__Work item__.
Every record that follows must be set down word for word.

++++

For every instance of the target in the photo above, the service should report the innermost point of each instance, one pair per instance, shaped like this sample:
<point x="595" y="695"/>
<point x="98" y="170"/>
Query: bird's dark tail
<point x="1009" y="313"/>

++++

__Response to this exercise__.
For every instance of the target in the photo above, the service should report the innermost point of each instance, one pair per instance, shaped like this sample:
<point x="595" y="695"/>
<point x="98" y="170"/>
Query: bird's dark tail
<point x="1009" y="313"/>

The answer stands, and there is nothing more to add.